Duplicate the stretch from "Grandchildren’s fears about" through "specimen if captured." in the column on cicada killer wasps below, word for word.

- Excerpted text:
- - -

Grandchildren’s fears about killer wasps unfounded
My two grandsons both ran into the house, telling me of these flying torpedo things on the front stoop (their grandmother was in the lead). The low-flying insects were wasps, and in particular, cicada killer wasps. My explanation to the boys centered on what the wasps were doing and why they were harmless. That deterred the 6-year-old – he just took a wide berth – but the 3-year-old just wanted to catch one (grandmother just left). Harmless to humans in general, they may not be a happy specimen if captured.
Control is usually not required. The cicada killer wasps are generally harmless and naturally helpful. Young children and people who just don’t like bugs (grandmother) may see this differently. I treated the burrows after dark to ensure the female wasps were in their nests. Using small amounts of carbaryl (Sevin) or diazinon according to the manufacturer’s recommendation is effective. Males can be captured with an insect net or knocked out of the air with a tennis racket during the day.

- - -

- Source information:
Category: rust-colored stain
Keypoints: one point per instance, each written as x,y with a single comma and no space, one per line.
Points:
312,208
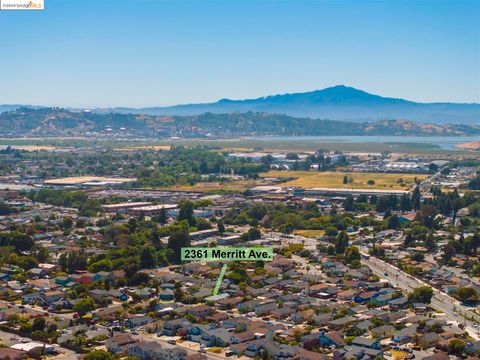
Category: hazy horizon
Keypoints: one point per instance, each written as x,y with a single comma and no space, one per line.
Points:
144,53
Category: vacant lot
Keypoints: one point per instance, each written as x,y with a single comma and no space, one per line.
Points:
309,233
312,179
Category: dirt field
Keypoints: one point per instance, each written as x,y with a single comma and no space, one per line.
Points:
76,180
309,233
311,179
475,145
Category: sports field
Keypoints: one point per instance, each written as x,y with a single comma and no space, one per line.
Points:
313,179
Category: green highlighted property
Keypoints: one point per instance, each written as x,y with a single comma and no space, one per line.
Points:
226,254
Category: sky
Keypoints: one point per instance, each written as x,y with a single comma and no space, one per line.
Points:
102,53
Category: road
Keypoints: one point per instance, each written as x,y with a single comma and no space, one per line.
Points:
452,308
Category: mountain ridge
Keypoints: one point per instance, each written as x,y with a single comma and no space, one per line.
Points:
63,122
338,102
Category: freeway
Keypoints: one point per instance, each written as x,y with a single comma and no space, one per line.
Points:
453,309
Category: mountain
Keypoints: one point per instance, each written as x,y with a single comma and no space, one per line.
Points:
335,103
62,122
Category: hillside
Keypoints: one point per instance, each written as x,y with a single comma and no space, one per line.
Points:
62,122
336,103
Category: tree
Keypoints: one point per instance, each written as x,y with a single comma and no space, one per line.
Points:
405,203
351,254
430,242
162,217
176,241
85,305
448,253
147,258
422,294
349,203
456,347
98,355
416,198
341,243
38,324
186,212
220,226
393,222
467,295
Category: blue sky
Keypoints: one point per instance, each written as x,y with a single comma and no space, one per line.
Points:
87,53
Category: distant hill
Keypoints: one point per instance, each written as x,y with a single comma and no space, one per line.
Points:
62,122
335,103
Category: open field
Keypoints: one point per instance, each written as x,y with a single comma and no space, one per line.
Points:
311,179
241,143
474,145
77,180
215,186
309,233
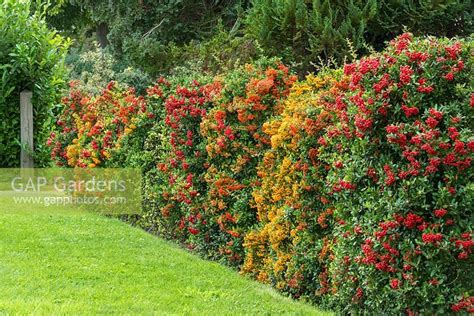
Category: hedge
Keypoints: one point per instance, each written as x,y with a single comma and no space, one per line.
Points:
352,188
31,58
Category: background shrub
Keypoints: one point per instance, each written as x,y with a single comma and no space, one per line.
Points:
31,58
303,31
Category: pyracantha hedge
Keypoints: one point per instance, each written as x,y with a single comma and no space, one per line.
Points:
400,158
90,128
235,143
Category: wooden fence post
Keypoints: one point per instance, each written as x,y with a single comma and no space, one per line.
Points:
26,114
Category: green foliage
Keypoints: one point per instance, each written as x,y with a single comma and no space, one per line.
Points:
31,58
435,17
304,31
94,69
144,33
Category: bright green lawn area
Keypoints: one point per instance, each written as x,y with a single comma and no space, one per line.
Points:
64,263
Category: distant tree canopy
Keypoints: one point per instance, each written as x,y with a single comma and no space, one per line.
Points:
146,33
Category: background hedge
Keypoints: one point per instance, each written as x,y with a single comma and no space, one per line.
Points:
31,58
352,188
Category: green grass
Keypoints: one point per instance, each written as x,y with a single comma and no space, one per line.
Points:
66,263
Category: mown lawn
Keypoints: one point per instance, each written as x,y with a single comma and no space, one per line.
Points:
65,263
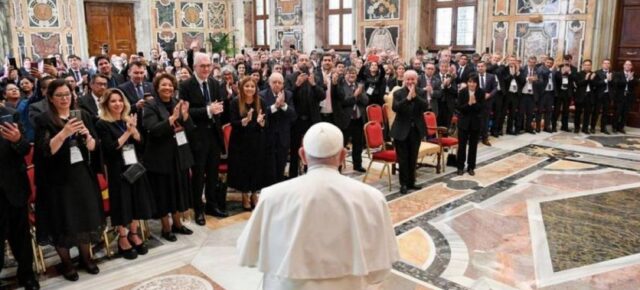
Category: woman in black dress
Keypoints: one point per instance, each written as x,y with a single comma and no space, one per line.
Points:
470,106
247,145
69,202
119,139
167,155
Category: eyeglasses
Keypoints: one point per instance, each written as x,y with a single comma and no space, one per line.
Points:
62,95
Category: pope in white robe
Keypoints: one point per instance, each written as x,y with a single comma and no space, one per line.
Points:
321,230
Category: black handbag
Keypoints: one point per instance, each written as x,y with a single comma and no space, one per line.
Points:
134,172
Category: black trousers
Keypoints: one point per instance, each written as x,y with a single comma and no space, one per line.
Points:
407,154
354,133
623,106
601,105
545,110
561,106
498,113
525,113
298,130
204,176
14,226
512,104
467,138
486,115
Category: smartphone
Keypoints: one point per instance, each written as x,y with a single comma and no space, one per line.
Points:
6,119
12,62
77,114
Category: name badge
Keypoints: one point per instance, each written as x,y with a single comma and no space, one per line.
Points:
181,138
129,154
76,155
370,91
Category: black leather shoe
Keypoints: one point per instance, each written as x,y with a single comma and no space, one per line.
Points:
217,213
200,219
359,169
181,230
91,268
31,284
169,236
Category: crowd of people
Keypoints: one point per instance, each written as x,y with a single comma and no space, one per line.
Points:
155,127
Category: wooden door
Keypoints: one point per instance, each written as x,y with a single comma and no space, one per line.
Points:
112,24
627,47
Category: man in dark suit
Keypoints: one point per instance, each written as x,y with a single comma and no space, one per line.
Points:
488,83
90,102
602,97
448,95
565,86
79,74
408,130
281,115
307,94
350,115
464,69
136,87
624,83
547,88
205,107
529,95
104,67
14,195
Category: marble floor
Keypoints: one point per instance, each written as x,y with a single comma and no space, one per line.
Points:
545,211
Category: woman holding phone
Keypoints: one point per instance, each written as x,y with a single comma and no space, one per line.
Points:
120,141
69,202
168,155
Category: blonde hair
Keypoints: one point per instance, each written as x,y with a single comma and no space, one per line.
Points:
105,113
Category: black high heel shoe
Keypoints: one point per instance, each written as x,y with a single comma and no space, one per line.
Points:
129,253
141,248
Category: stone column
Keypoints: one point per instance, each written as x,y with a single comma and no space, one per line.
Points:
309,24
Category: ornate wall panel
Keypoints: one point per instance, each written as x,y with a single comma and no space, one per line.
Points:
535,27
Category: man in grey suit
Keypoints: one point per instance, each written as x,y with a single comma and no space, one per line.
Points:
488,83
351,115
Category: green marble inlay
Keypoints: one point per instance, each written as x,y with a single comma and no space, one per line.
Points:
590,229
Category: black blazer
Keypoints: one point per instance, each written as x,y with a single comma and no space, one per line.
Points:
408,113
207,131
620,82
129,91
161,147
306,98
470,116
581,90
345,100
14,184
280,122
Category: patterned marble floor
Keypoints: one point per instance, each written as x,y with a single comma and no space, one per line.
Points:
546,211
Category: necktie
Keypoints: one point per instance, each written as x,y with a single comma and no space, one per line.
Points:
140,91
205,92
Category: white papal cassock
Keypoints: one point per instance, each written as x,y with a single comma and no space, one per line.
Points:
321,230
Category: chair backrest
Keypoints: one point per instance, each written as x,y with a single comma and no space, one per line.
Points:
432,124
226,131
374,113
373,135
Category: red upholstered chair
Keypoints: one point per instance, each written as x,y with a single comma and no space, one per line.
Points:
435,135
38,256
376,150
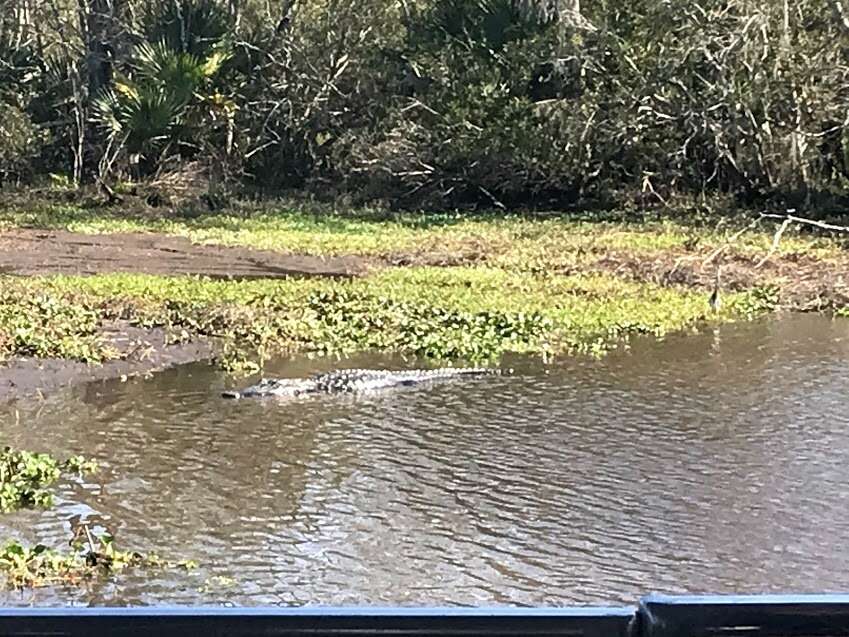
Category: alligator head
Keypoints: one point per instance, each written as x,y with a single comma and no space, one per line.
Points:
284,388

- - -

- Answer section:
Grandchildren’s fears about killer wasps unfounded
My two grandsons both ran into the house, telling me of these flying torpedo things on the front stoop (their grandmother was in the lead). The low-flying insects were wasps, and in particular, cicada killer wasps. My explanation to the boys centered on what the wasps were doing and why they were harmless. That deterred the 6-year-old – he just took a wide berth – but the 3-year-old just wanted to catch one (grandmother just left). Harmless to humans in general, they may not be a happy specimen if captured.